(Data shown Opens)

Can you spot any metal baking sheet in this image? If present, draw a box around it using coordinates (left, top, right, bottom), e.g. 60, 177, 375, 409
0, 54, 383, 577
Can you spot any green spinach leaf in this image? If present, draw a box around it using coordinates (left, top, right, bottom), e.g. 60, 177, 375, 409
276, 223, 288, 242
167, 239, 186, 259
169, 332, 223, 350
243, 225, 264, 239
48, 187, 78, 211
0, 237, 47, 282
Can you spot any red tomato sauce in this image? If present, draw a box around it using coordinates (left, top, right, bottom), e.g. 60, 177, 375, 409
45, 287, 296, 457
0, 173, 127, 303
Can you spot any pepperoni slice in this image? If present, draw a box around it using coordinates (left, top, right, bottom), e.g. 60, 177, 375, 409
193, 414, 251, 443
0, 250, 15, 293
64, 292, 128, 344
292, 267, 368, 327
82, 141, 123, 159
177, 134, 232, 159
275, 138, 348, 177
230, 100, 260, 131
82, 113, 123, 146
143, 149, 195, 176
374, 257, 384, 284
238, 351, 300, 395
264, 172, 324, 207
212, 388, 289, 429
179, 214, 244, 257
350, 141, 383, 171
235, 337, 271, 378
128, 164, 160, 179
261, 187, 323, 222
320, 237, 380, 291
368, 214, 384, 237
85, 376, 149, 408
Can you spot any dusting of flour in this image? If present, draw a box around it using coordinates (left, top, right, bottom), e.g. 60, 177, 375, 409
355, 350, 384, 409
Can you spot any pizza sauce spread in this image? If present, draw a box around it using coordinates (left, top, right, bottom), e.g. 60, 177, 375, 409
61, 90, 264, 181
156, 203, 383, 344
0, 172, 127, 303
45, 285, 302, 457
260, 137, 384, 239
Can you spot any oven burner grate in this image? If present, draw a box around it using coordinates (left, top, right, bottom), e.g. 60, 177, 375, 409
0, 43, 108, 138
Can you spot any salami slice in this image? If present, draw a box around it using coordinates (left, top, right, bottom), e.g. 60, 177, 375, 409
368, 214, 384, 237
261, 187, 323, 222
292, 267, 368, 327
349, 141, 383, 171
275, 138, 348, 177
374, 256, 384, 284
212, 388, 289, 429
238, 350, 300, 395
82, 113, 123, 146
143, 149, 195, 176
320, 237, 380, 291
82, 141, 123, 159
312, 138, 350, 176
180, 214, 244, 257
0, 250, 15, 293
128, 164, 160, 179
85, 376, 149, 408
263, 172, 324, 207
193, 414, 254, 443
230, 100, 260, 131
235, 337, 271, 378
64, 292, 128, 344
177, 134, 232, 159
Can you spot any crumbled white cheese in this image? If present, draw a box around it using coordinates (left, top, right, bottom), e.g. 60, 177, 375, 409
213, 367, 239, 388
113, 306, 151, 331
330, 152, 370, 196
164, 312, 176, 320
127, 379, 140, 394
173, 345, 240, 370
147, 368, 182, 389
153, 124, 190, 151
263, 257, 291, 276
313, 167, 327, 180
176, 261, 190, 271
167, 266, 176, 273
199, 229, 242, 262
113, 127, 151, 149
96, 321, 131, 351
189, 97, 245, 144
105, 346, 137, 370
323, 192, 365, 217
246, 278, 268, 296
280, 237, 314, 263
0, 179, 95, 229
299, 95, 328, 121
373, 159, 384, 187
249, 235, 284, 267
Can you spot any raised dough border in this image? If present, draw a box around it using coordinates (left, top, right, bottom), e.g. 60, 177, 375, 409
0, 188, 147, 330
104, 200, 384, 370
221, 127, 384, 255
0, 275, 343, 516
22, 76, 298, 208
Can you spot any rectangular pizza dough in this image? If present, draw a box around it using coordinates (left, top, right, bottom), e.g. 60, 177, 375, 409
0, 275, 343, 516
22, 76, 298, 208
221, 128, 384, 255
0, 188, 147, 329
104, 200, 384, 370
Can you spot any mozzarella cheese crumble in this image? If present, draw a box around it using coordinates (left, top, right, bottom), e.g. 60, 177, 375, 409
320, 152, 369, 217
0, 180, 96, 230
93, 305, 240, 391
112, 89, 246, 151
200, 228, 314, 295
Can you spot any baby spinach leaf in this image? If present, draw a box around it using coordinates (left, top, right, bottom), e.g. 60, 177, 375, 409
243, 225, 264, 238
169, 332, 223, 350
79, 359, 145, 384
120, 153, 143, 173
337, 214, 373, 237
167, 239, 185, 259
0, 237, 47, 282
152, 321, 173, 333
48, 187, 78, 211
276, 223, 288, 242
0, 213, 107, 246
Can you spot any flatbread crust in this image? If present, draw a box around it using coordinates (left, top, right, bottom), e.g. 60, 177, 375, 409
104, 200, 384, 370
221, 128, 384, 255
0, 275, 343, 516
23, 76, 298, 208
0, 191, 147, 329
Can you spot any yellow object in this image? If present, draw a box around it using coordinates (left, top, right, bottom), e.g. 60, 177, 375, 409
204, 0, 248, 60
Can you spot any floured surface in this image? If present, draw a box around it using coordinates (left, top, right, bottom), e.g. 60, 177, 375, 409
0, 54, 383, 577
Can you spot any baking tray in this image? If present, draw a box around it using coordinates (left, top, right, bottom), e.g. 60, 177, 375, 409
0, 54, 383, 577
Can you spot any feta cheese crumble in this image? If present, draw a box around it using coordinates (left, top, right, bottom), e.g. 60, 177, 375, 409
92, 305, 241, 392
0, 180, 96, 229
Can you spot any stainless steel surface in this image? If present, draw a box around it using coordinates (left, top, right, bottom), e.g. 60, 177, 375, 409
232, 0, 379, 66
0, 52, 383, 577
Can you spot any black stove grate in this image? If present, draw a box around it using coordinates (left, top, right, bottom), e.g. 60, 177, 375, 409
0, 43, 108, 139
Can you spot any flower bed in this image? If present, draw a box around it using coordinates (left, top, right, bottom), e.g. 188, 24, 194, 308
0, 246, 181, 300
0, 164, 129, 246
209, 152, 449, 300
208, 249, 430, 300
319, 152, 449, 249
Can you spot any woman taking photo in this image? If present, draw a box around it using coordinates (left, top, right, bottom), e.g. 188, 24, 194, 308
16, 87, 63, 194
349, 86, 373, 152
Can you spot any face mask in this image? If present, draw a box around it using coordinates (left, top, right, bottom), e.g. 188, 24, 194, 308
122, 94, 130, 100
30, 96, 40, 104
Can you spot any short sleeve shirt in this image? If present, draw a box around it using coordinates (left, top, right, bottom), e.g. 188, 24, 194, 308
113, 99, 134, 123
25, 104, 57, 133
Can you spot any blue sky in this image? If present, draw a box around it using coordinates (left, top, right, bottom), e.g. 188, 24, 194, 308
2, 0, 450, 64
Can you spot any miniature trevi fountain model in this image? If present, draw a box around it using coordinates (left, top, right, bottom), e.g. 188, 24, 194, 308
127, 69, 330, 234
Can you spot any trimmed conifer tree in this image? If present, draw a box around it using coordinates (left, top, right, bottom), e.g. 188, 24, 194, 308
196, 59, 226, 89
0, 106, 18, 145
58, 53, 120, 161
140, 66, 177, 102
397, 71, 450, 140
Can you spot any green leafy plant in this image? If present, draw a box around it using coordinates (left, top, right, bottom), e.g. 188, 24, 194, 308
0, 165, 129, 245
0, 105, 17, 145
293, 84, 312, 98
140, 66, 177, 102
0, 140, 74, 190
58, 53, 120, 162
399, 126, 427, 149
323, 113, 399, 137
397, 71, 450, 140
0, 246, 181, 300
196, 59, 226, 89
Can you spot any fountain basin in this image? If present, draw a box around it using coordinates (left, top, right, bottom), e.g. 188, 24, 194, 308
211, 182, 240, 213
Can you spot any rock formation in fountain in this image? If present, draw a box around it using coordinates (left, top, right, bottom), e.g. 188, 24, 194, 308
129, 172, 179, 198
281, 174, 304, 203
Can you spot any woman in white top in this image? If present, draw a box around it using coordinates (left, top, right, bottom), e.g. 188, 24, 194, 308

(Data shown Closes)

» Exercise objective: Please return exactly the lines from the one containing "Can you spot any trimmed" through the end of the entries above, adding no other line.

» Written solution:
Can you spot any trimmed conifer tree in this image? If present, draw a box around it using coordinates (left, top, right, bottom), e.g. 188, 24, 194, 308
196, 59, 226, 89
0, 106, 18, 145
58, 53, 120, 161
140, 66, 177, 102
397, 71, 450, 140
Can you spot any green leafy plant in this image? If present, draw a box around it using coordinates (left, top, right, bottom), e.g. 188, 24, 194, 308
0, 165, 129, 245
0, 105, 17, 145
293, 84, 312, 98
140, 66, 177, 102
0, 140, 74, 190
58, 53, 120, 162
399, 126, 427, 149
323, 113, 399, 137
397, 71, 450, 140
0, 246, 181, 300
196, 59, 226, 89
Can you spot any fountain basin in this image? If present, draw a box around it using coordinates (left, top, right, bottom), e.g. 188, 24, 194, 308
211, 182, 240, 213
Can you spot any rock formation in fountain in this image? If present, draw a box around it using coordinates (left, top, right, bottom), e.g. 188, 24, 194, 308
129, 172, 179, 198
281, 174, 304, 203
Can you spot any woman in white top in this image? If present, draw a box around it using coordinates (left, top, right, bottom), e.g. 188, 24, 194, 308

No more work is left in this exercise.